*** Data provided

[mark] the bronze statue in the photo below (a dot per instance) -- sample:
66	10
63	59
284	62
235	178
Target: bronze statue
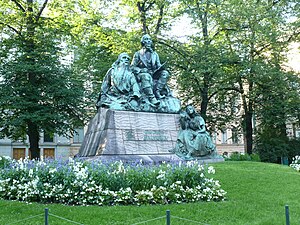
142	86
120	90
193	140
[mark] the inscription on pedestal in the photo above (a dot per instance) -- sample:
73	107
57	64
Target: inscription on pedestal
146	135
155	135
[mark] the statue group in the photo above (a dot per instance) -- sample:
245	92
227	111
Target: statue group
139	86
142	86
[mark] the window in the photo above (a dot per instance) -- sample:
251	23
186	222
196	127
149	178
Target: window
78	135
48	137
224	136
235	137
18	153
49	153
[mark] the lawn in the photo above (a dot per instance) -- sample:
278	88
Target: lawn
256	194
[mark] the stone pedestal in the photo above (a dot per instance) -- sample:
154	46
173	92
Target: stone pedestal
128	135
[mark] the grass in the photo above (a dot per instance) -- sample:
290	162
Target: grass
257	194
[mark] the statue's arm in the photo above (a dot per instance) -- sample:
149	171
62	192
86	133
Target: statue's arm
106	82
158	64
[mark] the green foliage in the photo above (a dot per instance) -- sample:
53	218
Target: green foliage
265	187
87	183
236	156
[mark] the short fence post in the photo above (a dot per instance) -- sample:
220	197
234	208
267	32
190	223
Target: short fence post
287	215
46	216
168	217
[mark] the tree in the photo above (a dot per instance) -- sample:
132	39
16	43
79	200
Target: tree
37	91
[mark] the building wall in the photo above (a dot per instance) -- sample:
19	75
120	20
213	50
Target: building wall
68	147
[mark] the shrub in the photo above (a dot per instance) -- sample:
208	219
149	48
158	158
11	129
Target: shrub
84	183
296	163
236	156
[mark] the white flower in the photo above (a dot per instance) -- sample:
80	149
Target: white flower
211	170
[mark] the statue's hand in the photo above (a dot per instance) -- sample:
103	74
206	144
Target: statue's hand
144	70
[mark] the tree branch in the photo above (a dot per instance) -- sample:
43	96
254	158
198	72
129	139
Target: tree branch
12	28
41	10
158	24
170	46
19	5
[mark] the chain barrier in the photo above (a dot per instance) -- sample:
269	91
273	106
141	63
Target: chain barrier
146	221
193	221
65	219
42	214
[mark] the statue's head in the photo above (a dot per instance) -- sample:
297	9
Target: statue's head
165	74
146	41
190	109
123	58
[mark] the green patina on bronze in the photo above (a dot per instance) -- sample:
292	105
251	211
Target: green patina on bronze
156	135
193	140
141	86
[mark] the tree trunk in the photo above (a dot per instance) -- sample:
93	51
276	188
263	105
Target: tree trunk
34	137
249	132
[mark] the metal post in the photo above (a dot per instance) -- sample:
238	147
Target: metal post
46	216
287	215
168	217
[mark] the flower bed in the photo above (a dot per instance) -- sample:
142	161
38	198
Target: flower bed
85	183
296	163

******
*** Data provided

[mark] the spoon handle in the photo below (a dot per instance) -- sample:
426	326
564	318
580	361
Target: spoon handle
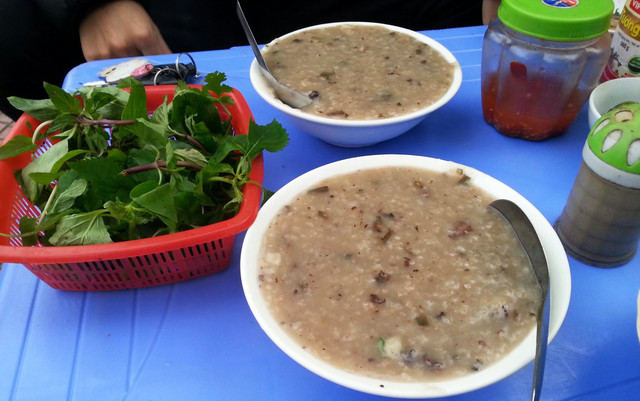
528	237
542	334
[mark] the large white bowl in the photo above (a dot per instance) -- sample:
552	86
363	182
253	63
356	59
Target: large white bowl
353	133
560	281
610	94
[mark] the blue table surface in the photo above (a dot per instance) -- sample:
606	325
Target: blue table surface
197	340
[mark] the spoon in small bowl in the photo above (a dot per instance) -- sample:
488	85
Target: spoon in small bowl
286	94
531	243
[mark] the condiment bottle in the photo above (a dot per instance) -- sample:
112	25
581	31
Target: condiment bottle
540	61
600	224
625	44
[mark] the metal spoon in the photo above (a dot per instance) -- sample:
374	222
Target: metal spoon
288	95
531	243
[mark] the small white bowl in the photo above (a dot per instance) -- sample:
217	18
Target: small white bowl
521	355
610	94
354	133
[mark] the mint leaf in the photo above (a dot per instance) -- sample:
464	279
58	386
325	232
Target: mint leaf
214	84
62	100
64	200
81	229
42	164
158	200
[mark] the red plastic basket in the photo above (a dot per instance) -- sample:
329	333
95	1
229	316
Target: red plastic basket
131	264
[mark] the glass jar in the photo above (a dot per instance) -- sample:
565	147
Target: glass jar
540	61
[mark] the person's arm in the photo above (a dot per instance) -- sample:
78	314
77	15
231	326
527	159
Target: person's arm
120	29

******

◆ **Given exercise**
Extract every line of the items above that contains the string "group".

◆ **Full solution**
[mark] the statue group in the photo above (a dot per instance) -- sample:
Target: statue group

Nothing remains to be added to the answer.